• [Task to carry out]:
Take the line containing "the wooden broom" through the last line of the data and retype those lines exactly. Pictures do not belong in the copy.

• [Data provided]:
━━━━━━━━━━

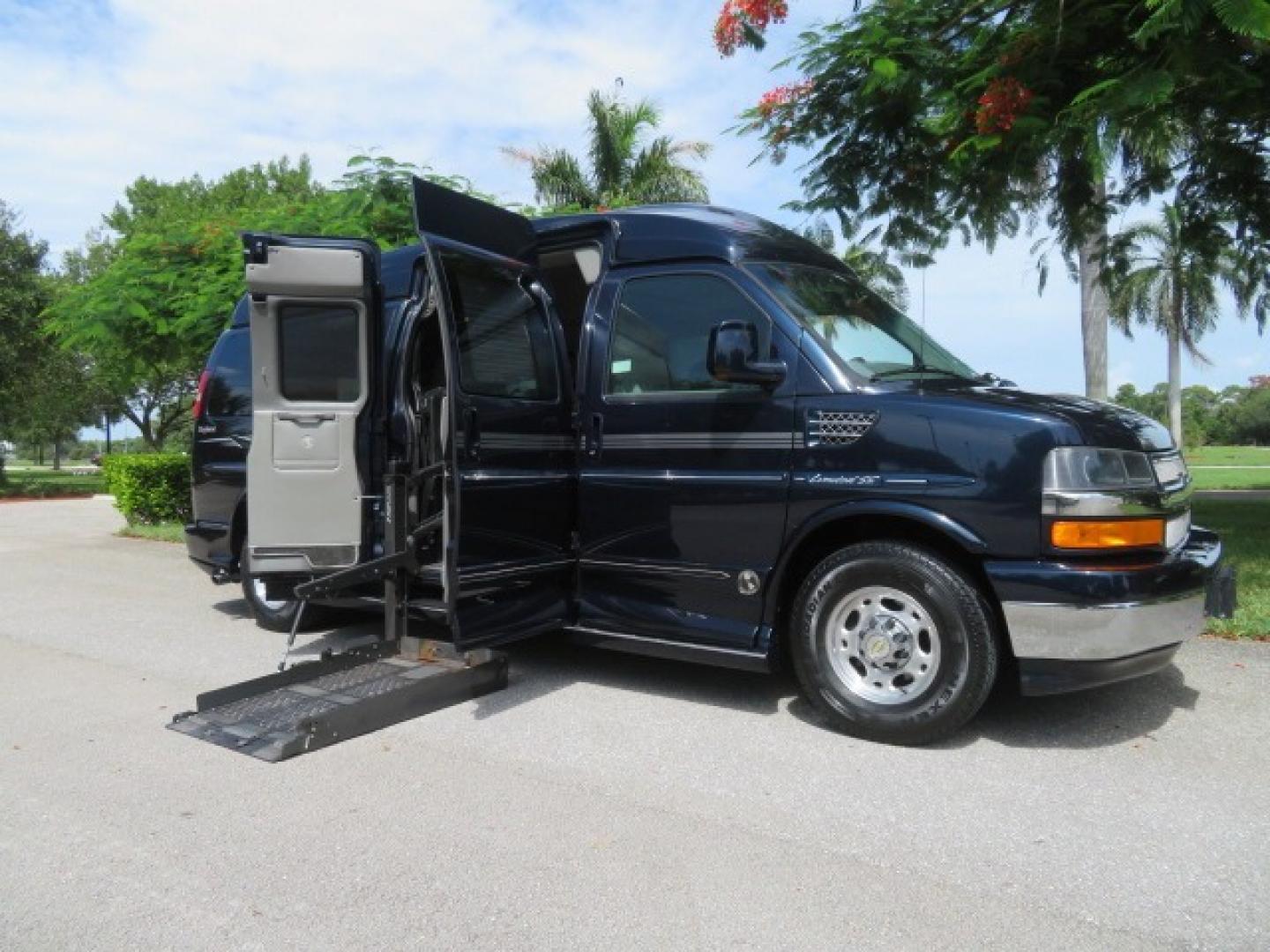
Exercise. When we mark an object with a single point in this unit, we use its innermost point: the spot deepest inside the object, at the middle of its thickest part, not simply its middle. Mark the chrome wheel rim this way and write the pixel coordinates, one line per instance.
(273, 605)
(883, 643)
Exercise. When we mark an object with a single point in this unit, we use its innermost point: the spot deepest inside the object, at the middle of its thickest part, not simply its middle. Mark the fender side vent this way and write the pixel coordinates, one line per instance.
(831, 428)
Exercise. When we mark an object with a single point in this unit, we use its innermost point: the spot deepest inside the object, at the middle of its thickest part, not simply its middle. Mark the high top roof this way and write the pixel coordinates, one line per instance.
(689, 231)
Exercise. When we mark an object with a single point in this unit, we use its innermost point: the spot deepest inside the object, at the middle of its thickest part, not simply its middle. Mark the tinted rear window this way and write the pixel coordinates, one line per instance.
(228, 389)
(320, 353)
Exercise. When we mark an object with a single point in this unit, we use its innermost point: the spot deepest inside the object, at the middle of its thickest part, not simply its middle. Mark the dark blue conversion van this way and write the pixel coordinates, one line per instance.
(681, 432)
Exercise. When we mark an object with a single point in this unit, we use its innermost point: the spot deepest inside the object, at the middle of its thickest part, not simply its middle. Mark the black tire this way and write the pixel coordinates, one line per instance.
(929, 617)
(271, 617)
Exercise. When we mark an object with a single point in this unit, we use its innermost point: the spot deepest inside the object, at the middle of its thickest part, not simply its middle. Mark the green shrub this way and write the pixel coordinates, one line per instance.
(149, 487)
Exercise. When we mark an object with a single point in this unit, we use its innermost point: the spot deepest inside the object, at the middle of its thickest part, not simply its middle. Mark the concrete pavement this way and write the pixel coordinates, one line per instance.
(601, 801)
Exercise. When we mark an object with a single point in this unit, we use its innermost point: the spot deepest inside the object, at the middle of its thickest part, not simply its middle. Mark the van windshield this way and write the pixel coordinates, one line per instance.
(866, 335)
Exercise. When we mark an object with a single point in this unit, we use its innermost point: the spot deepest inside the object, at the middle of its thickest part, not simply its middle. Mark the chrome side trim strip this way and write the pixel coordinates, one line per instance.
(677, 651)
(655, 569)
(513, 476)
(521, 569)
(683, 475)
(1102, 631)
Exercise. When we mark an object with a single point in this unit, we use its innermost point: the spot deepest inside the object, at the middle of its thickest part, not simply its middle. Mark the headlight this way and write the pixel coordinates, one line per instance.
(1084, 469)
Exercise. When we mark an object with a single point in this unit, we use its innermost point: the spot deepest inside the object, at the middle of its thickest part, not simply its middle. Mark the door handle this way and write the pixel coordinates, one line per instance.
(596, 435)
(306, 418)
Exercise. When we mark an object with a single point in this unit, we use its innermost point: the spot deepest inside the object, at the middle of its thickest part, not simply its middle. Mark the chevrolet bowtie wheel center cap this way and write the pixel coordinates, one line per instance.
(883, 643)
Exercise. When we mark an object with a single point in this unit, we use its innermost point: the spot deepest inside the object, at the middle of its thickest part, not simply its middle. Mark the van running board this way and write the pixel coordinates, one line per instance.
(323, 703)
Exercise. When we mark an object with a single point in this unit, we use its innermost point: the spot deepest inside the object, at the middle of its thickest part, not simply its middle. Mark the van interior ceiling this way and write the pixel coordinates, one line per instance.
(569, 274)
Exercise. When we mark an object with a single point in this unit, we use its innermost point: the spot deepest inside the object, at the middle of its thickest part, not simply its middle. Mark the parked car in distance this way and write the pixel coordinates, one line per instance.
(684, 432)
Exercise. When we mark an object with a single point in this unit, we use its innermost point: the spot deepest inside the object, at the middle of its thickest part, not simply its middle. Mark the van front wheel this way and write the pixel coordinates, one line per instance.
(893, 643)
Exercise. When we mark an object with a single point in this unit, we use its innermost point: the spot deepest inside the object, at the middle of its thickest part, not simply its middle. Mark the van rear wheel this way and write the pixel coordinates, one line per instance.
(892, 643)
(271, 614)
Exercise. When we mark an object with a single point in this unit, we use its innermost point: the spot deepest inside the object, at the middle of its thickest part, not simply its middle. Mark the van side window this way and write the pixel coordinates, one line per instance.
(319, 353)
(504, 340)
(228, 387)
(661, 331)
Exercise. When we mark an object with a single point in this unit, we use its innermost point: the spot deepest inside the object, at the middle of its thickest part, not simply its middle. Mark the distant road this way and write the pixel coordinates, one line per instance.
(600, 802)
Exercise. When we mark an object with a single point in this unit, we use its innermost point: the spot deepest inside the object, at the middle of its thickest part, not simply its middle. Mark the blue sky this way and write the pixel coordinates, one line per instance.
(100, 93)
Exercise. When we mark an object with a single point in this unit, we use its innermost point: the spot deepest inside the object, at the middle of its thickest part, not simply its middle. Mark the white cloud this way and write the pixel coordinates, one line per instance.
(101, 92)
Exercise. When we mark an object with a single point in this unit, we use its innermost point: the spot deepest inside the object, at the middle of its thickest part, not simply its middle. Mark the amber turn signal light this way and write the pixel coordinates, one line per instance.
(1125, 533)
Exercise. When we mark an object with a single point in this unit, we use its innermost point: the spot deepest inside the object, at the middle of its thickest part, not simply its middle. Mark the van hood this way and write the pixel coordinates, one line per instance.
(1097, 423)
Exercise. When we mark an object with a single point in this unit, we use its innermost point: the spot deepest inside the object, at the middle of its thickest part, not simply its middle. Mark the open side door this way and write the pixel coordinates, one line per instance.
(510, 556)
(315, 326)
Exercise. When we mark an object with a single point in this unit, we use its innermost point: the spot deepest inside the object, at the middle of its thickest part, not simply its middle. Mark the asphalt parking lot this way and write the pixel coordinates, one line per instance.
(601, 801)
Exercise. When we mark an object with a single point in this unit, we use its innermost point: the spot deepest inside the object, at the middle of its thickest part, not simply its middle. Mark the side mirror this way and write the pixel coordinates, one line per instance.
(733, 357)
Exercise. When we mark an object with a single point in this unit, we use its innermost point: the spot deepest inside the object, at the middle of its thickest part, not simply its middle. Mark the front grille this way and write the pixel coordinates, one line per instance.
(837, 429)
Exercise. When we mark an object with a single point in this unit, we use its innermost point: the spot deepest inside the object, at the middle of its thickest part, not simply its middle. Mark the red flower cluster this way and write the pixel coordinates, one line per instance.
(782, 95)
(738, 14)
(1000, 106)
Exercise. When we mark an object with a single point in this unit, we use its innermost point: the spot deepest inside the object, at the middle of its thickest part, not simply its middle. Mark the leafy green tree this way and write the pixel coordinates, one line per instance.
(625, 167)
(23, 294)
(873, 265)
(989, 118)
(58, 400)
(1166, 277)
(1250, 418)
(149, 294)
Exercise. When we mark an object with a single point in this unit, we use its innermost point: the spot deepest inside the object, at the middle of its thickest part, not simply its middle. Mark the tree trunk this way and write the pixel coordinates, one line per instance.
(1174, 335)
(1094, 309)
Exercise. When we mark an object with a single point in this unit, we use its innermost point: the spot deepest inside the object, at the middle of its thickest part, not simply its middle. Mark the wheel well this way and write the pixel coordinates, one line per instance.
(850, 530)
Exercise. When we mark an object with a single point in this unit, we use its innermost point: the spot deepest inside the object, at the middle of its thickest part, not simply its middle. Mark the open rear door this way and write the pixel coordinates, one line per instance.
(510, 559)
(315, 323)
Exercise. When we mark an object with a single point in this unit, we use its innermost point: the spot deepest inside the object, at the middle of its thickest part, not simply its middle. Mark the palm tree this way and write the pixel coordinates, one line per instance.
(624, 169)
(1165, 276)
(875, 268)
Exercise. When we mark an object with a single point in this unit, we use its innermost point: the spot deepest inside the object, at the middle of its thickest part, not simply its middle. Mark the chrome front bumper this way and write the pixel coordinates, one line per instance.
(1073, 626)
(1097, 632)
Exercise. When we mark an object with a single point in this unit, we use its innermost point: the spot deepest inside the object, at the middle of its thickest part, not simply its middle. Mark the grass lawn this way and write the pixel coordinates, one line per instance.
(163, 532)
(1244, 528)
(1231, 479)
(45, 482)
(1229, 456)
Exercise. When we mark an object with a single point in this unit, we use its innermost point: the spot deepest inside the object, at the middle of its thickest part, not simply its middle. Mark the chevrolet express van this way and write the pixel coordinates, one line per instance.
(684, 432)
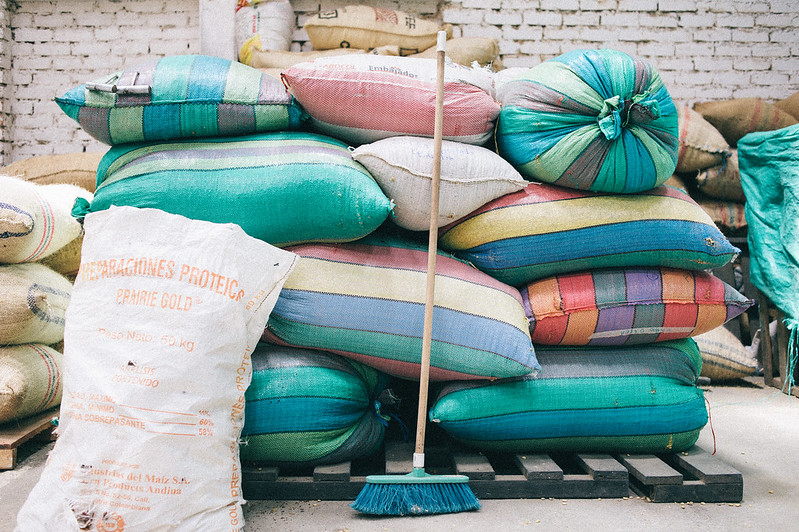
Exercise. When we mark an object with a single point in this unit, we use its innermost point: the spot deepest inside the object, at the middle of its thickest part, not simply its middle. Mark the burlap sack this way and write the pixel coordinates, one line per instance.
(739, 116)
(33, 302)
(722, 181)
(724, 357)
(36, 220)
(365, 27)
(30, 380)
(701, 144)
(790, 105)
(69, 168)
(66, 260)
(728, 215)
(466, 50)
(278, 59)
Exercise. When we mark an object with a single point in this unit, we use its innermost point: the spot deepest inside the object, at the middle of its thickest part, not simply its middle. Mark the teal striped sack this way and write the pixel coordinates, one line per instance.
(287, 187)
(634, 399)
(590, 119)
(305, 408)
(547, 230)
(365, 300)
(179, 97)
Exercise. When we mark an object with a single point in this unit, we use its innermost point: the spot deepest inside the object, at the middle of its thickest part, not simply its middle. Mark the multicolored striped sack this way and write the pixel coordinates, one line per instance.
(284, 188)
(623, 306)
(361, 98)
(724, 356)
(701, 144)
(635, 399)
(471, 176)
(590, 119)
(30, 377)
(307, 407)
(36, 220)
(181, 96)
(546, 230)
(365, 300)
(33, 303)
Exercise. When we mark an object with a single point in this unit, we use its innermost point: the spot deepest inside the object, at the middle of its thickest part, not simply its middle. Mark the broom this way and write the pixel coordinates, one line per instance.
(419, 492)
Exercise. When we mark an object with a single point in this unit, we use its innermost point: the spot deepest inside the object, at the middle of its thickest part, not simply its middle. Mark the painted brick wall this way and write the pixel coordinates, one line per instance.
(704, 50)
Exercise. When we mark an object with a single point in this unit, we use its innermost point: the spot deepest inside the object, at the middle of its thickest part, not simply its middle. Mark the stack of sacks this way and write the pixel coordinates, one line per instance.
(610, 264)
(219, 141)
(708, 156)
(360, 29)
(79, 169)
(215, 140)
(35, 225)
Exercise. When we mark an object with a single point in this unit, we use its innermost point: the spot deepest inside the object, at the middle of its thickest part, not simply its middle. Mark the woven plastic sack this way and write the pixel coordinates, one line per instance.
(165, 314)
(306, 408)
(624, 306)
(78, 169)
(470, 177)
(277, 60)
(736, 117)
(33, 301)
(181, 96)
(701, 144)
(30, 380)
(722, 181)
(769, 163)
(636, 399)
(468, 50)
(545, 230)
(365, 300)
(590, 119)
(362, 98)
(366, 27)
(36, 220)
(724, 357)
(268, 25)
(283, 188)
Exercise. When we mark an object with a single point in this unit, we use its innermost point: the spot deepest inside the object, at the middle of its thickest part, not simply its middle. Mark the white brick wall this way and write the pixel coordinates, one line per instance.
(703, 50)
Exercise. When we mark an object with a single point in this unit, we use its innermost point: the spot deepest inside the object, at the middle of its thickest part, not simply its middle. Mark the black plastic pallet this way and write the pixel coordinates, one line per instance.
(693, 476)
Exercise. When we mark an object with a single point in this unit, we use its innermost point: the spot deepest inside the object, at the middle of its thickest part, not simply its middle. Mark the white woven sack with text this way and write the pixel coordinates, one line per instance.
(164, 314)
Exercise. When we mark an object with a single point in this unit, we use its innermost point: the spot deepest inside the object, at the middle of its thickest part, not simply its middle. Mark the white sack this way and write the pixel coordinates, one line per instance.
(163, 317)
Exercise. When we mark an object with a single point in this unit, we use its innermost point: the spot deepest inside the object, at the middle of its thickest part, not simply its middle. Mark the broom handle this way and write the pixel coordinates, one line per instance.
(432, 244)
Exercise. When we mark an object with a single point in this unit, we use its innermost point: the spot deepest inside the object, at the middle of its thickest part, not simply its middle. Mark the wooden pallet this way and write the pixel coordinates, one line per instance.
(15, 433)
(567, 475)
(692, 476)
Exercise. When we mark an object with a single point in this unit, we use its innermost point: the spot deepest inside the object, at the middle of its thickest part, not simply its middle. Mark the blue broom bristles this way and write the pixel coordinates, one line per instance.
(415, 499)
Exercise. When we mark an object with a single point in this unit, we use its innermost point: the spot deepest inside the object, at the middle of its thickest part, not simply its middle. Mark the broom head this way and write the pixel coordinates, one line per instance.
(417, 493)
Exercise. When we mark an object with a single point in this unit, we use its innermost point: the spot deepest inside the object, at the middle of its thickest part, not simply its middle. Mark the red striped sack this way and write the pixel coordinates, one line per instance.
(623, 306)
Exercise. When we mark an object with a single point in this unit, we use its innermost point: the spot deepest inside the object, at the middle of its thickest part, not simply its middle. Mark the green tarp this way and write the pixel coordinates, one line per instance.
(769, 165)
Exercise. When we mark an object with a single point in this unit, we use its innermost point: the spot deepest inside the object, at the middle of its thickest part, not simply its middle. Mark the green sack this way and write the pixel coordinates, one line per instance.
(769, 165)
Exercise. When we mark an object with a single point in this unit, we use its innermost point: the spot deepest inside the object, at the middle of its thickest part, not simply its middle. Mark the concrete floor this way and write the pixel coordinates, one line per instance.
(756, 432)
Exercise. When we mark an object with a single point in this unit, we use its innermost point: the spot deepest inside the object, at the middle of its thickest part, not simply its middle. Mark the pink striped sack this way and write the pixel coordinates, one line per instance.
(365, 300)
(361, 98)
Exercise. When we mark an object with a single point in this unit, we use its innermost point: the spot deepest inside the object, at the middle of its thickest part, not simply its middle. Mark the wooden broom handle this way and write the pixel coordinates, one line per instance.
(432, 247)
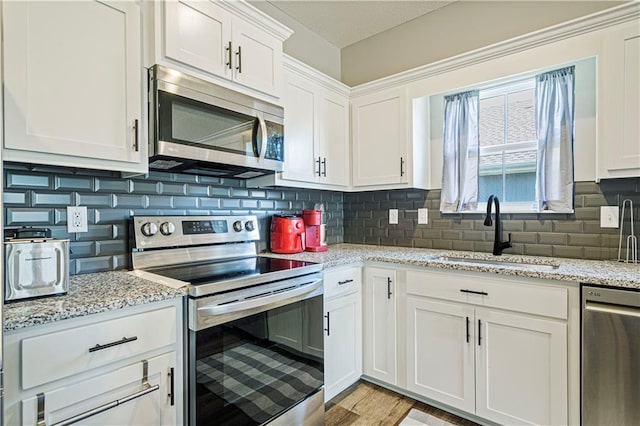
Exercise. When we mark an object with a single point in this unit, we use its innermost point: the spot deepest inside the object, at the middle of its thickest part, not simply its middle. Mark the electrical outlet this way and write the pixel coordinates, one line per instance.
(77, 219)
(393, 216)
(423, 216)
(609, 216)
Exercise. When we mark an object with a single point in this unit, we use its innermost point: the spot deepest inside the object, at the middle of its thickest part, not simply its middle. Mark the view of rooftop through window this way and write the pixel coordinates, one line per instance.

━━━━━━━━━━

• [Reply to the exercise]:
Exercise. When we mark an object with a single point in this unit, we use its innermost point: the spot deepest inside the object, at the middle of its thickest part, not simply its middle. Mark the wooden broom handle this way and write the pixel coordinates, one line per instance.
(432, 247)
Exercise. When we mark an object with a single point in this unit, we use its innermost point: the spot deepest inside the object, at the middle of its thickest part, not simply its middle. Mark the electrical outlet this way and write the pixel coordinates, one line per instance.
(77, 219)
(393, 216)
(423, 216)
(609, 216)
Exercise. When we mark an object with a single point in this unit, we use its innermost point: the spot deepest inside the object, at the middle of its thickest part, not simply its middle. Mark the view of rooftop through window this way and write the pixel coordinates, one line per instance.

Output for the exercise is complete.